> **Task description**
Rescale part of the records below: starting at the line that contains "Given this visual input, your objective is to detect stone", stop after the line that contains "[269,467,303,535]". Repeat only those lines, including the request line, with each coordinate in the answers multiplied by 0.8 and rounded to a whole number, halves rounding up.

> **Available data**

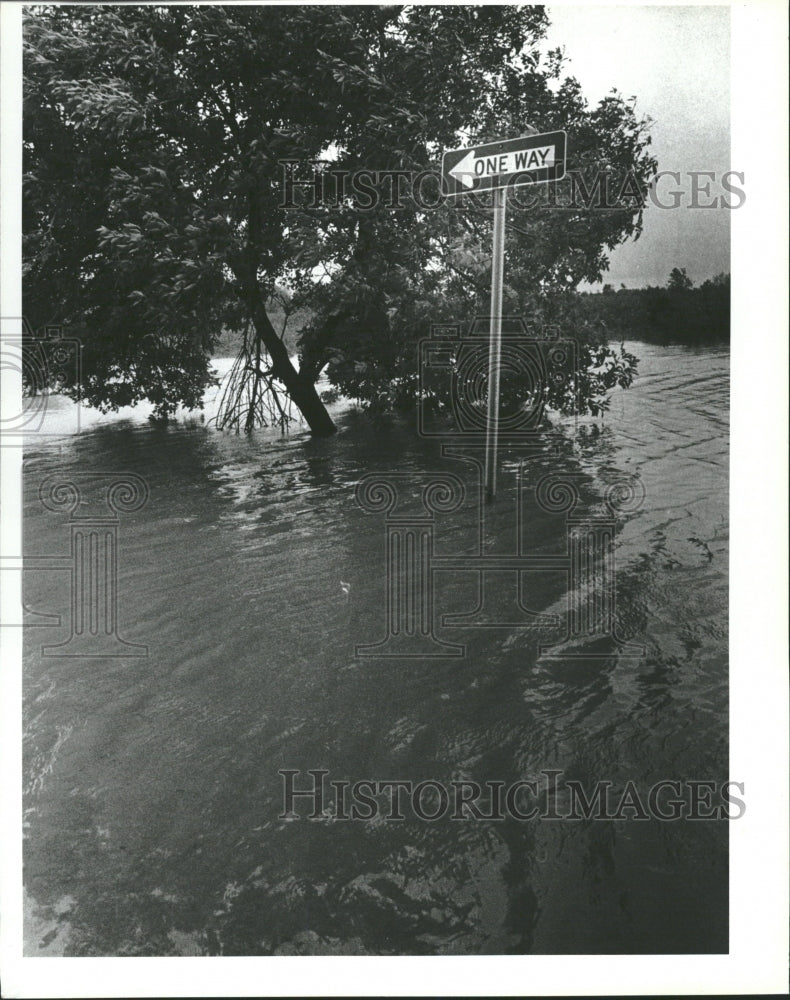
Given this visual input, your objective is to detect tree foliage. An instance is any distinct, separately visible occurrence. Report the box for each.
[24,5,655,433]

==

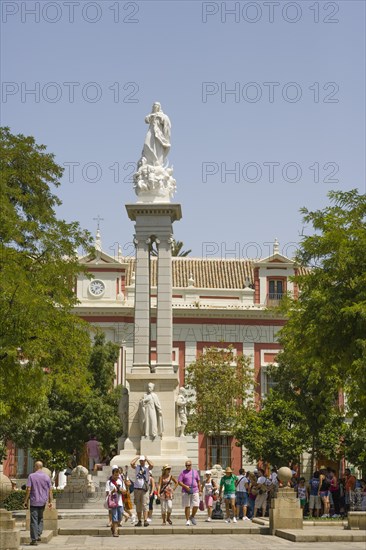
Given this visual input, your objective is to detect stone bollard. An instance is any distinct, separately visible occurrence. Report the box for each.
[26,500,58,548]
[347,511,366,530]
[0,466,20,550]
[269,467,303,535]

--

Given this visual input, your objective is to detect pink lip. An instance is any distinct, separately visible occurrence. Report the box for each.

> **Full solution**
Given this visual input, your objective is to detect stone bollard. An instance is any distinct, separately visible occurrence. Report the box for each.
[21,400,46,438]
[278,409,293,424]
[0,373,16,440]
[215,374,242,428]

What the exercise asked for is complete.